■ Page extract:
'''
By Rabbi Elana Zelony
Last year, I attended a ladies’ luncheon where acquaintances of different races gathered together. One woman commented, “I love being with all of you. I don’t see race you know, just people.” Several women nodded their heads, but I couldn’t. Instead, I shared a story about my blue-eyed, pink-cheeked, 6-year-old son. He had come home from day camp shortly after the Pulse nightclub shooting (in Orlando). One of the older children had told him what happened in gruesome detail. He was crying because he heard that police had gone into the club and fired guns. Tearfully he said, “I thought police are supposed to help us, not shoot us.” I had the racial privilege to stroke his light brown hair and say, “That’s right, police are safe. They are here to protect us.” A silence fell over the group. One of the black women at the table said, “I could never tell my son that.
Prophetically, Martin Luther King Jr.’s last speech before his assassination on April 4, 1968, was titled, “I’ve Been to the Mountaintop,” a reference to Moses gazing out over the Promised Land from Mount Nebo just before his death.
Even though there have been a black president, attorney general, secretary of state and a couple of Supreme Court justices, and there are black leaders in science, medicine, business, law, academia, politics and art, the equality that King and the members of his movement demanded has not been realized, according to a JCRC statement.
Until my friend can tell her black son the same words of comfort that I can tell my white son, King’s vision is only partially fulfilled. Until people of color are represented proportionally at the universities, on Capitol Hill, in Fortune 500 Companies, or for that matter in prisons, the unemployment office and in economically depressed neighborhoods, then redemption is incomplete.
'''
[Extracted records]
'''
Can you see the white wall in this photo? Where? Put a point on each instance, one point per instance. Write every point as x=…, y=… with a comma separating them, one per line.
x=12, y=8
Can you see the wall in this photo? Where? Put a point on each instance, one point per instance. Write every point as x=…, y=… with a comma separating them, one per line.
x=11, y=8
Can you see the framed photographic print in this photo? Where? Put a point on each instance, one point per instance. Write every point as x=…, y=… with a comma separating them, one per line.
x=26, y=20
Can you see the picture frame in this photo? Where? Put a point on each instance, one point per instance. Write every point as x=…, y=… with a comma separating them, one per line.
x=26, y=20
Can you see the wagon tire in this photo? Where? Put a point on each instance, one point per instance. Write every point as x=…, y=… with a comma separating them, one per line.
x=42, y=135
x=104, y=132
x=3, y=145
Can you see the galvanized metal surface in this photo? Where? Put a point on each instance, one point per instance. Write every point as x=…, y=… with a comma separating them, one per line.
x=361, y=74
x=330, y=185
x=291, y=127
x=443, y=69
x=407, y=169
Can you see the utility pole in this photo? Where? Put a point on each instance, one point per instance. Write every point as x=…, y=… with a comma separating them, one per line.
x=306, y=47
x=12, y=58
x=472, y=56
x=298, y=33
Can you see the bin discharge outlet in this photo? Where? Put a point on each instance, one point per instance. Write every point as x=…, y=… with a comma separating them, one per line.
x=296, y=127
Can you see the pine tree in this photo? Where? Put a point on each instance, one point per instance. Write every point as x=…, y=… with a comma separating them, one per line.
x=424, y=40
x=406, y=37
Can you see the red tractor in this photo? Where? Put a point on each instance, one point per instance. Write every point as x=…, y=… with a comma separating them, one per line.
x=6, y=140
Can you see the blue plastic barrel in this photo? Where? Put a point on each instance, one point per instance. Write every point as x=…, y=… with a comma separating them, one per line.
'''
■ What to do:
1 – Print the passage of the essay on racial privilege from "Even though there" to "redemption is incomplete.", inclusive.
2 – Proceed with the essay on racial privilege, picking up after its final sentence.
The extracted records play no part in the work.

■ Solved tasks:
1 –
Even though there have been a black president, attorney general, secretary of state and a couple of Supreme Court justices, and there are black leaders in science, medicine, business, law, academia, politics and art, the equality that King and the members of his movement demanded has not been realized, according to a JCRC statement.
Until my friend can tell her black son the same words of comfort that I can tell my white son, King’s vision is only partially fulfilled. Until people of color are represented proportionally at the universities, on Capitol Hill, in Fortune 500 Companies, or for that matter in prisons, the unemployment office and in economically depressed neighborhoods, then redemption is incomplete.

2 –
On Passover, we relive the story of a people breaking free from institutionalized injustice. Yet, the redemption from Egypt was only a foreshadowing of the true redemption to come, the redemption that Jews believe the Messiah will bring. The Bible teaches, “In those days, and at that time, will I cause an offshoot of righteousness to grow up from David. And he shall enact justice and righteousness in the land.” (Jeremiah 33:15) In other words, the Messiah will usher in a time of justice. In his book Why We Can’t Wait, Dr. King wrote, “A social movement that only moves people is merely a revolt. A movement that changes both people and institutions is a revolution.” These quotes illustrate that a world of justice and righteousness is yet to come. We still await the change of both people and institutions. At the Annual JCRC Interfaith Seder, people of all races and faiths will give voice to this longing for a better world. May it be God’s will to fulfill this vision speedily and in our days.